Task directions: Please repeat all of the records, keeping every word unchanged.

___ Records shown

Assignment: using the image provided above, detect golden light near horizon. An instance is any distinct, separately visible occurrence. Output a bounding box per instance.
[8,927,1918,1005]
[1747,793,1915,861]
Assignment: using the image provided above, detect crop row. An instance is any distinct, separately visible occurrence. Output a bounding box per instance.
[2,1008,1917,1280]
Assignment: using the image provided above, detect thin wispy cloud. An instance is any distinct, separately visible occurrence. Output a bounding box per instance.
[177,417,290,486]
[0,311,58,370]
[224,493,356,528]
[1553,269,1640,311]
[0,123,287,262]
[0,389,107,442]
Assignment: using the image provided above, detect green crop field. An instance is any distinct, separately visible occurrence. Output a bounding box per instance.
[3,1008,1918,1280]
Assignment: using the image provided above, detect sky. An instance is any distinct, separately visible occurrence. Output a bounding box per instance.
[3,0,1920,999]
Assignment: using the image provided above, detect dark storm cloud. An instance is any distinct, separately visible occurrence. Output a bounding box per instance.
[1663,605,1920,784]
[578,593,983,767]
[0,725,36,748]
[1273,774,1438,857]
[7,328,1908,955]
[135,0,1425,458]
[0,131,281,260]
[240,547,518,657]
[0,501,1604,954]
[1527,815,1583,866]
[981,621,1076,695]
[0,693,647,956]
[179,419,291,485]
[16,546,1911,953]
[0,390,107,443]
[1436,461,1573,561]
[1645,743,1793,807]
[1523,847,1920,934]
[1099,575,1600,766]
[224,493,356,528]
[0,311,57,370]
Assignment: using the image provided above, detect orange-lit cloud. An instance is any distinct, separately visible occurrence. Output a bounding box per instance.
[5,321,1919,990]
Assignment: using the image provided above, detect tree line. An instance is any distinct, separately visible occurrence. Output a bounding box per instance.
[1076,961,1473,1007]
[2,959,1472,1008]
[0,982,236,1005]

______

Solution for this exercise:
Assignment: using the image provided above, detect golden light near horizon. An instance is any distinct, separately visible occurrence. Output a bounding box per instance.
[8,927,1918,1005]
[1747,793,1915,861]
Assignment: using the image provided above, detect crop row. An instance is any distinct, separately visible occurrence. Output a bounding box per instance.
[2,1008,1917,1280]
Assignment: using the image provided above, detect thin wispy cloud. An instance is any distinct, separately visible occurrence. Output a bounding box per instance.
[177,417,290,486]
[0,311,58,370]
[224,493,356,528]
[1553,269,1640,311]
[0,123,287,262]
[0,389,107,442]
Assignment: using the image provided above, detect green crop field. An instance is any distinct, separately visible occurrence. Output a bounding box per instance.
[3,1008,1918,1280]
Assignment: using the image provided above, detect sky. An instance is any distinct, separately visible occurrence. Output a bounding box per instance.
[3,0,1920,999]
Assignment: using the image provided above, detect dark storm cloud. An instance is any distinct, separately visible occurrence. Output a bounding box per instance.
[1663,605,1920,784]
[578,593,983,767]
[0,725,36,748]
[1273,774,1438,857]
[7,328,1908,955]
[135,0,1425,458]
[0,131,281,260]
[240,547,518,657]
[0,501,1604,954]
[1527,815,1583,866]
[981,621,1076,695]
[0,693,647,956]
[179,419,291,485]
[16,546,1911,953]
[0,390,107,443]
[1436,461,1573,561]
[1645,743,1793,807]
[1523,847,1920,934]
[1099,575,1600,766]
[224,493,356,528]
[0,311,57,370]
Assignment: using the image provided above, detect orange-lit cloud. An instance is any distinct, separately visible occurrence. Output a bounding box per instance.
[5,321,1919,990]
Assignment: using the image provided above, detect tree line. An instance is any distinct, separately visible occurrence. Output a bounding box per instance.
[1076,961,1473,1007]
[2,959,1472,1008]
[0,982,236,1005]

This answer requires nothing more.